**Job**
State how many lines of the material below contain the word "bridge". Give only the number.

**Input material**

** Start **

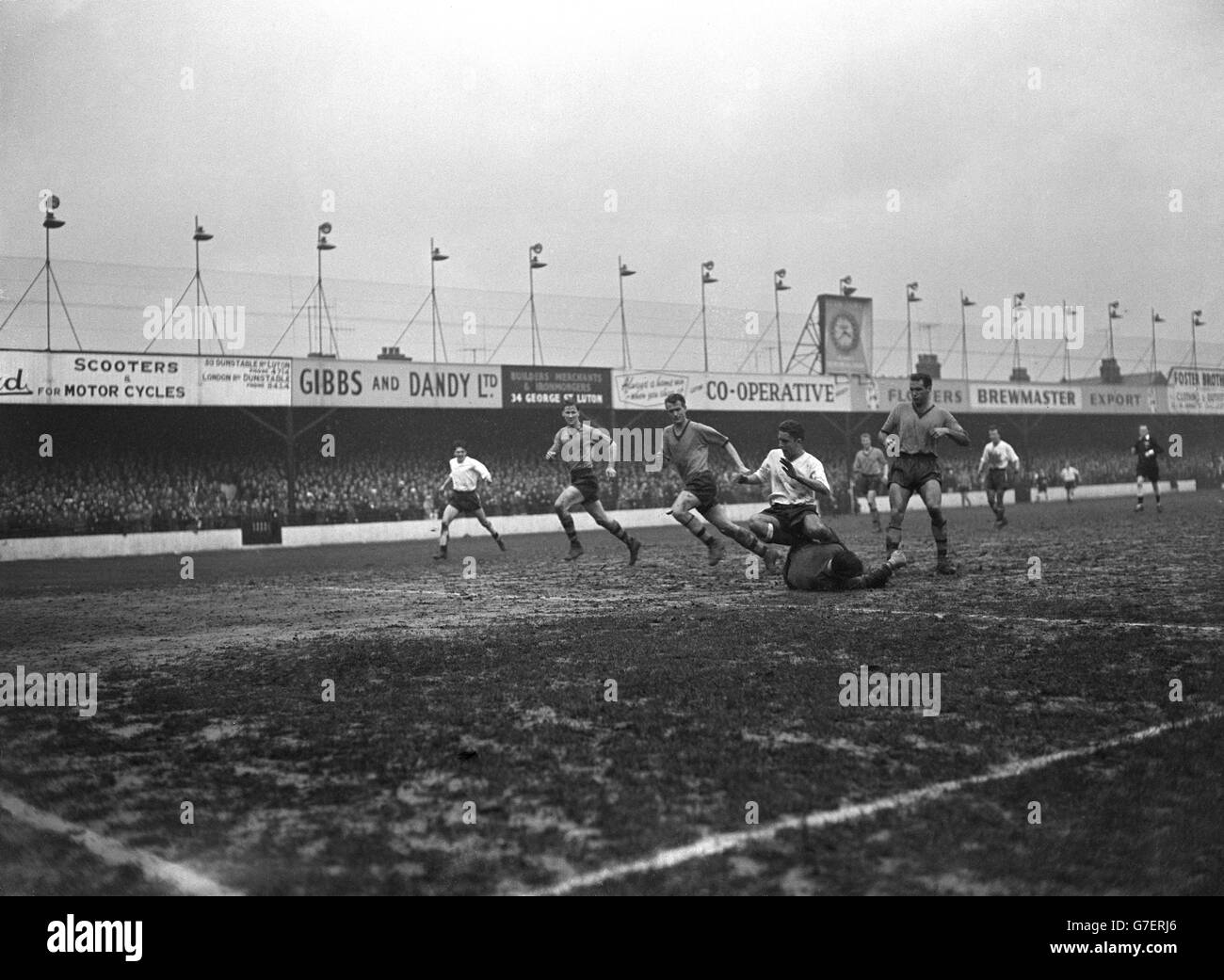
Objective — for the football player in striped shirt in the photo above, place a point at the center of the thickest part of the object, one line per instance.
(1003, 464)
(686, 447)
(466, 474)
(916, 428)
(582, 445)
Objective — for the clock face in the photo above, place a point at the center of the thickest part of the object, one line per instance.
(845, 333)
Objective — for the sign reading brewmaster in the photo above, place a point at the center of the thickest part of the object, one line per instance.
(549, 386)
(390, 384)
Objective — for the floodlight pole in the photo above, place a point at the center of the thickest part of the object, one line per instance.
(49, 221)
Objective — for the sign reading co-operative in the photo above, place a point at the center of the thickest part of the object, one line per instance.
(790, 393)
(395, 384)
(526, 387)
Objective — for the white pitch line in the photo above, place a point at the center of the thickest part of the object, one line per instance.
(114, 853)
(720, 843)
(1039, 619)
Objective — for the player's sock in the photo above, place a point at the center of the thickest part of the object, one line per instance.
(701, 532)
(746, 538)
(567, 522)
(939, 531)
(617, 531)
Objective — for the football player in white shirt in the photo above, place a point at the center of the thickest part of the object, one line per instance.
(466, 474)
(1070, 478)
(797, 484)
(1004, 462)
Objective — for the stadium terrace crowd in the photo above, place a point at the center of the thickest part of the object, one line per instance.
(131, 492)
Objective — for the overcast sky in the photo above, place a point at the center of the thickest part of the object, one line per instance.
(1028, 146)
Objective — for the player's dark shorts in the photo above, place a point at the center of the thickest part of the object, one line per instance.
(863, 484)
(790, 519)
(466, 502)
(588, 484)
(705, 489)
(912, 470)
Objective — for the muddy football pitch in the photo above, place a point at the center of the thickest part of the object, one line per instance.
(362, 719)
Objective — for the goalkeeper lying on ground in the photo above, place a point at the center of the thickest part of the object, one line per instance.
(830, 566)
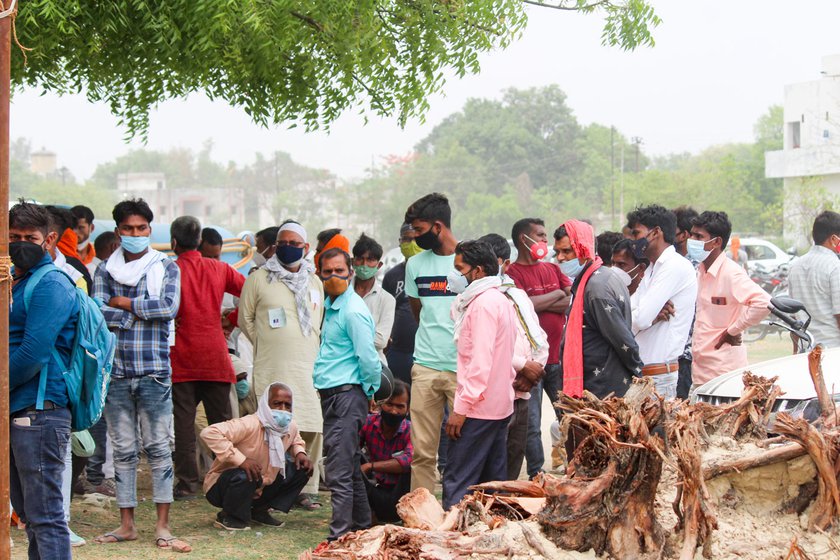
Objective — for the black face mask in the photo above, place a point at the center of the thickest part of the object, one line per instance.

** End **
** Start **

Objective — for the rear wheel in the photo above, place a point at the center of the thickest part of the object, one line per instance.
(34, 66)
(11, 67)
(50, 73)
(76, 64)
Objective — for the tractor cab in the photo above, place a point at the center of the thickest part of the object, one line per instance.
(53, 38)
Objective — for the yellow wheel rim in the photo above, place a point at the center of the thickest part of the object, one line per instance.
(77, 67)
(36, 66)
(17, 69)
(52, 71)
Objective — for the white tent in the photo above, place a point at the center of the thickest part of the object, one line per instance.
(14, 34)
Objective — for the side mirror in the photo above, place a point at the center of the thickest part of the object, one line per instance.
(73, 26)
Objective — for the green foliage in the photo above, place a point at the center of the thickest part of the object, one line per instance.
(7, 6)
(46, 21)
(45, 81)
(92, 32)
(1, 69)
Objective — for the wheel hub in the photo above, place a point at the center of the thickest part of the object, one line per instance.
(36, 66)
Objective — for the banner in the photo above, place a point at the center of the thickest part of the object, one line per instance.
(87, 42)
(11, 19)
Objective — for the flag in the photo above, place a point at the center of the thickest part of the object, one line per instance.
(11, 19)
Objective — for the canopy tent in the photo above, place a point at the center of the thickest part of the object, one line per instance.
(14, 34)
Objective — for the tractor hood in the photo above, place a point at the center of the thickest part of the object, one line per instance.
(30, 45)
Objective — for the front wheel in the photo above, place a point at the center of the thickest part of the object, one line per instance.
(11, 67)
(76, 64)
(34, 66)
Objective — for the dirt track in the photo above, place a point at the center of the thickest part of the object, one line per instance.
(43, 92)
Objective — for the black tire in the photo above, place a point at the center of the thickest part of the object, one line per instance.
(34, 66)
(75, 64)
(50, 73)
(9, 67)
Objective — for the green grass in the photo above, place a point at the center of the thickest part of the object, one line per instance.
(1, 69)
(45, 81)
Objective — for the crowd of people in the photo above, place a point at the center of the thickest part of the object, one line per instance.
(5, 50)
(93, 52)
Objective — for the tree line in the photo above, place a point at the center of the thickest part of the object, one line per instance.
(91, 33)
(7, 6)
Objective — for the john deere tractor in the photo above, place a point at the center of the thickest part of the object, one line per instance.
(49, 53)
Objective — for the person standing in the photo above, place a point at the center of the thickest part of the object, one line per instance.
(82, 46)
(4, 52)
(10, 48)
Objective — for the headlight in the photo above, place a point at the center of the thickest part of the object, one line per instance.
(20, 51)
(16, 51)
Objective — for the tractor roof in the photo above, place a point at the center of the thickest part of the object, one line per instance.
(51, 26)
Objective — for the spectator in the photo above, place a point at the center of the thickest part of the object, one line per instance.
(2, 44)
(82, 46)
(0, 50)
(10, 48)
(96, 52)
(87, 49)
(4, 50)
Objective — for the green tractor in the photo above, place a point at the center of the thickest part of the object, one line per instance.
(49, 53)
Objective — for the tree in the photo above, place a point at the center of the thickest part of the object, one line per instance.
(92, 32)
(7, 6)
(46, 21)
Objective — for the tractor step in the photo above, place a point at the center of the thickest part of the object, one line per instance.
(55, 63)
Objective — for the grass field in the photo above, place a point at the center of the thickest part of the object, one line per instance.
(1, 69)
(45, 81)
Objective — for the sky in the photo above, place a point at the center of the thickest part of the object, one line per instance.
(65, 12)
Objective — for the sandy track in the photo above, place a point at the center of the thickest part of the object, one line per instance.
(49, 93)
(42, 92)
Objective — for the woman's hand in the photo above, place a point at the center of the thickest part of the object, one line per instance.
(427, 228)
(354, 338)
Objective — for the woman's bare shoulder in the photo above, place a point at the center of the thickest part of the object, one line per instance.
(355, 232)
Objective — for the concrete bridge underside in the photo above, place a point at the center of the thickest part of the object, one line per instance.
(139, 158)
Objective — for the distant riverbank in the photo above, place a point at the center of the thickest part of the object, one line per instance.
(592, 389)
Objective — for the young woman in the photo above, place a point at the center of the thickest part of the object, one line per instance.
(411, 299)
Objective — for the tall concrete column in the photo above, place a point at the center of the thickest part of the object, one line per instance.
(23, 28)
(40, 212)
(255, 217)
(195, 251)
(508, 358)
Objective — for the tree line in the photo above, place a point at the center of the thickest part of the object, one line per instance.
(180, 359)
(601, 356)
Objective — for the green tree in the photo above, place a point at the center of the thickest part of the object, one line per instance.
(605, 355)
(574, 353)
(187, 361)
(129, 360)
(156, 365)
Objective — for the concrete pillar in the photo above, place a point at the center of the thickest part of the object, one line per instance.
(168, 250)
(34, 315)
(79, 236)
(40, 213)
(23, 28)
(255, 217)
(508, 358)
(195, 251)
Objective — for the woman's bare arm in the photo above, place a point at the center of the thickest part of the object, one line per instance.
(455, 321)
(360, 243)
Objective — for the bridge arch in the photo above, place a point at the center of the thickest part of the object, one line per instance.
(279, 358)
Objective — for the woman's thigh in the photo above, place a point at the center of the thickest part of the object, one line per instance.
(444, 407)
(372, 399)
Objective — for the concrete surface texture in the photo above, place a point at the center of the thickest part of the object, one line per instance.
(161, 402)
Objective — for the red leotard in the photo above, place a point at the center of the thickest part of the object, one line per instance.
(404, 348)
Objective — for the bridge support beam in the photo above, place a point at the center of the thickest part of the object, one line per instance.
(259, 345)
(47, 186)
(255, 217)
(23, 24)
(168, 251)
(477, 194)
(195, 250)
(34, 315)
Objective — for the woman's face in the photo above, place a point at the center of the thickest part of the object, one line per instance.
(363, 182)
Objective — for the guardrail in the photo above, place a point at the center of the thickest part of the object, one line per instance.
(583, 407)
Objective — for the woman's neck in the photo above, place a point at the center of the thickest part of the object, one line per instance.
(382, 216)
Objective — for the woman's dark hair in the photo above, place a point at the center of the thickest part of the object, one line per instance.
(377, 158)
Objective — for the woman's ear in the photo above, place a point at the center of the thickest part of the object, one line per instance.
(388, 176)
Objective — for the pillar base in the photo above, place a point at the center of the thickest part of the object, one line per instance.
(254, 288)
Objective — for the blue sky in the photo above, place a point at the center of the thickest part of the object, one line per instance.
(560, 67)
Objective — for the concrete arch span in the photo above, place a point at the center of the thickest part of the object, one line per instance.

** End **

**Response for this exercise**
3